- [PROVIDED RECORDS]
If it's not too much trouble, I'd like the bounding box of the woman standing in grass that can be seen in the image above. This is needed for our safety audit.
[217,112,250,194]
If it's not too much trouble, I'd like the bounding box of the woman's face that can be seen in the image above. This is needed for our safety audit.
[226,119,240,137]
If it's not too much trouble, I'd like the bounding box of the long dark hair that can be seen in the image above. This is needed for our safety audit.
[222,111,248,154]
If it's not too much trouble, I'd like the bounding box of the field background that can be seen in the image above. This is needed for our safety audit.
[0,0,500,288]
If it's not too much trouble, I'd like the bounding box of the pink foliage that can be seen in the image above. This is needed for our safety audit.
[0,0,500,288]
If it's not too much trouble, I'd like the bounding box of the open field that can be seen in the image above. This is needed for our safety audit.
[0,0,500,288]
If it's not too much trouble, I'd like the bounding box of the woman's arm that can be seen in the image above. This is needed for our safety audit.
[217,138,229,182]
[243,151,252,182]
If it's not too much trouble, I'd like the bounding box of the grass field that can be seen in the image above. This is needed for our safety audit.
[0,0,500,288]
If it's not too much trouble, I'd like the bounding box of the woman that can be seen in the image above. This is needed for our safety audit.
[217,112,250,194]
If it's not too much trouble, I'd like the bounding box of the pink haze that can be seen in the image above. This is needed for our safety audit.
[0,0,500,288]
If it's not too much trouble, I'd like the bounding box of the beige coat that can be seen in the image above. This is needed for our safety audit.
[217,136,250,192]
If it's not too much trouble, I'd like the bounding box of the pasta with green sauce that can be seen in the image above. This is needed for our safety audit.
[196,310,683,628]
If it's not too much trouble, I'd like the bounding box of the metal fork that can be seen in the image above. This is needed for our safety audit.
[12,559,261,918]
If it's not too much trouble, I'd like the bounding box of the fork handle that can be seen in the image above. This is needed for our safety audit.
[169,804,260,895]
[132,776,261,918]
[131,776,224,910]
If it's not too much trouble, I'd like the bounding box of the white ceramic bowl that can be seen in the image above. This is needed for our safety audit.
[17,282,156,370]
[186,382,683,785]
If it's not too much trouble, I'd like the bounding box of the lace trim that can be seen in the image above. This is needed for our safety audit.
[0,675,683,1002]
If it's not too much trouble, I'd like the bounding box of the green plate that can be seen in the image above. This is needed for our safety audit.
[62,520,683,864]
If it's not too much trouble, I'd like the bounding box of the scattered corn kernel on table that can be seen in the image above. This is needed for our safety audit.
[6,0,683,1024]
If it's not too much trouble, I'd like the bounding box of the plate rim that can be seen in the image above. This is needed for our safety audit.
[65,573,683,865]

--

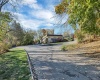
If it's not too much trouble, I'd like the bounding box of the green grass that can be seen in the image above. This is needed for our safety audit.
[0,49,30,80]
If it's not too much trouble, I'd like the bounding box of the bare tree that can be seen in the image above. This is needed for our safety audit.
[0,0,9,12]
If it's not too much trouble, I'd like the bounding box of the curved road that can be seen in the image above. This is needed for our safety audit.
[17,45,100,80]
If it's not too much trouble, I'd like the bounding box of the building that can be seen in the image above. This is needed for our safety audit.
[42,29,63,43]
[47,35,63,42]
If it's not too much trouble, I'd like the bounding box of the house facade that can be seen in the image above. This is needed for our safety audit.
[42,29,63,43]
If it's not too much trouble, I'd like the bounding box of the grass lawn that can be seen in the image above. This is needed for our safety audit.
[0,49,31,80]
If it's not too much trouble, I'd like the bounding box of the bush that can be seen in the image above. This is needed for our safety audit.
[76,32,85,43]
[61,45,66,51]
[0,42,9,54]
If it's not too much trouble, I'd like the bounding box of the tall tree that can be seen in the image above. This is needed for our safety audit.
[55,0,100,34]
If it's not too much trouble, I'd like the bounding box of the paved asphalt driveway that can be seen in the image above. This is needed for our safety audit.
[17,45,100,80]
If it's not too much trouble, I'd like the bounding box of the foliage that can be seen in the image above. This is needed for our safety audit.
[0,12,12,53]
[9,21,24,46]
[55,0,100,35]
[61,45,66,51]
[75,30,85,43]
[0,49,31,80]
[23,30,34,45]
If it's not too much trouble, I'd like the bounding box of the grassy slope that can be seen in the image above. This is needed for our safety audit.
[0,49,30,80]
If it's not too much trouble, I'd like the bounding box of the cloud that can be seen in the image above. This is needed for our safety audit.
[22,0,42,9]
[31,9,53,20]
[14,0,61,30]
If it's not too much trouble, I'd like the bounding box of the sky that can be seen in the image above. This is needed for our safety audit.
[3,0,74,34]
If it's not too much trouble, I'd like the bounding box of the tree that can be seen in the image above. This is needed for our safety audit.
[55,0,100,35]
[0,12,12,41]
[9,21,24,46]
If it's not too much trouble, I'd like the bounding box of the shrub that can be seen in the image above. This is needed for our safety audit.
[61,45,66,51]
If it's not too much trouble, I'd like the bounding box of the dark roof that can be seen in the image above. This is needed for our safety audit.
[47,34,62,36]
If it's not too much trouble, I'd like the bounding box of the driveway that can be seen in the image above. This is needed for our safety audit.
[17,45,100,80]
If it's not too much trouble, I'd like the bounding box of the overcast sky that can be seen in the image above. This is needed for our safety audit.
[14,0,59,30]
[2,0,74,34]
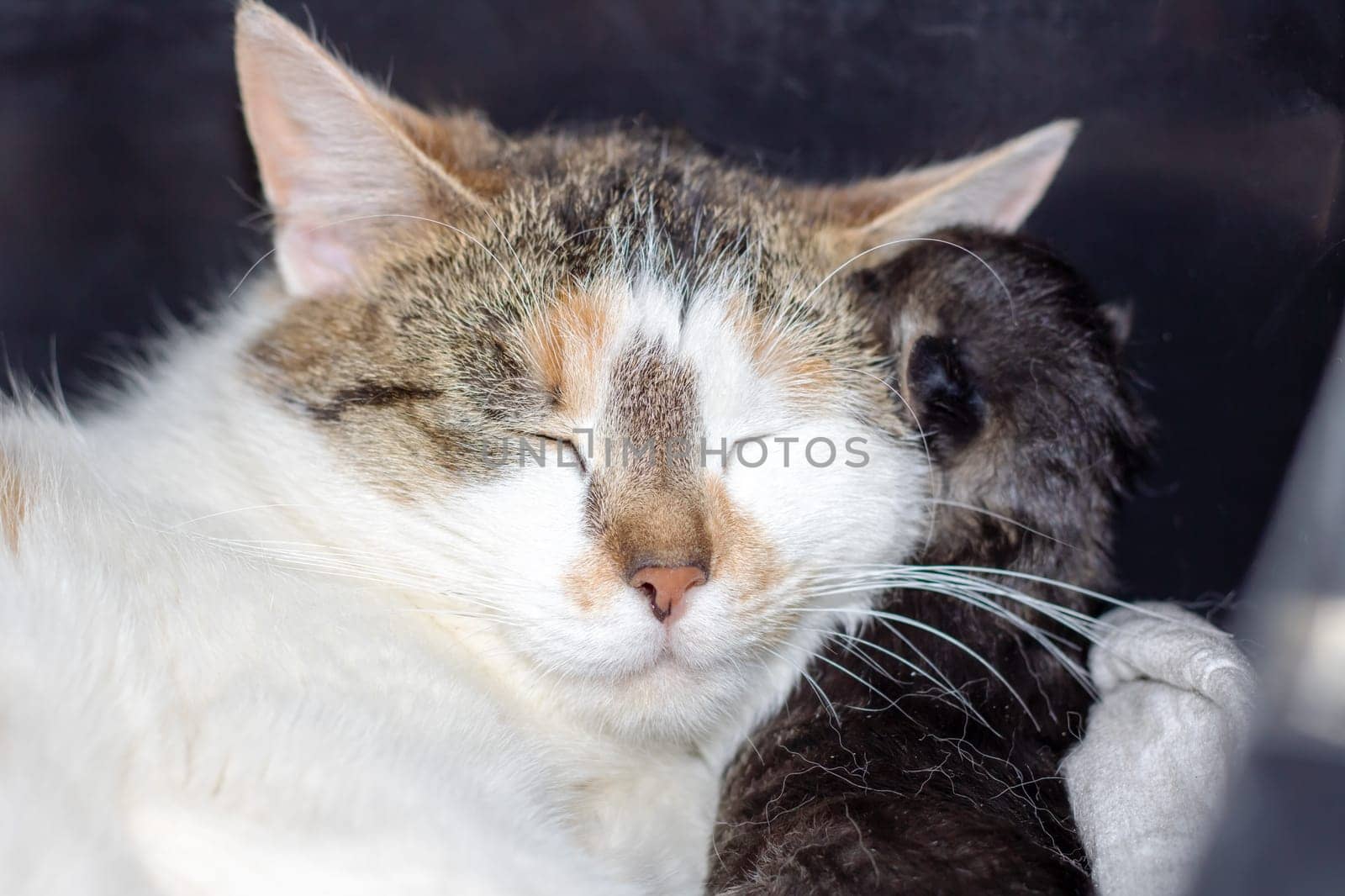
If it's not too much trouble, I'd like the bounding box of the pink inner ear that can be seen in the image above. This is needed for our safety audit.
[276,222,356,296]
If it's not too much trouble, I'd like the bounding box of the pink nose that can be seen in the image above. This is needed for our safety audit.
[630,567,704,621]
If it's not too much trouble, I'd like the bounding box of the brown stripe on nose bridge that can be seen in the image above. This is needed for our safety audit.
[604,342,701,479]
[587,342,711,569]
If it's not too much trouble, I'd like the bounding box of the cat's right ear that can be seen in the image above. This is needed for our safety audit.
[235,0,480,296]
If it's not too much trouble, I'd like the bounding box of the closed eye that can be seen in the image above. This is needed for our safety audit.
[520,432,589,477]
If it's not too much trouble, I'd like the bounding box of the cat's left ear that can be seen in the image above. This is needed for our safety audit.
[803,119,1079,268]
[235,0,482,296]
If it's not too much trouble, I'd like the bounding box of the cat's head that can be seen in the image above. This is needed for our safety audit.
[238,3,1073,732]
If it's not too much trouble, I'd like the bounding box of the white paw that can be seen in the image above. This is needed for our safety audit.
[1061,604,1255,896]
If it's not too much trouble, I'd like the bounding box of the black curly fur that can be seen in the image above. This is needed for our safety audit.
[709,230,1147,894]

- [WORK TO COMPLETE] Gather every line from the records above that contains the word "driveway", and copy each of those lines in full.

- [TASK RESPONSE]
If it's not too much trouble, I'd like the bounding box of the paved asphalt driveway that can be seen in the image above. This is needed for our safety audit.
If it's not too much trouble, I'd like the bounding box of the driveway that can be seen in the image above. This is needed for our safety audit.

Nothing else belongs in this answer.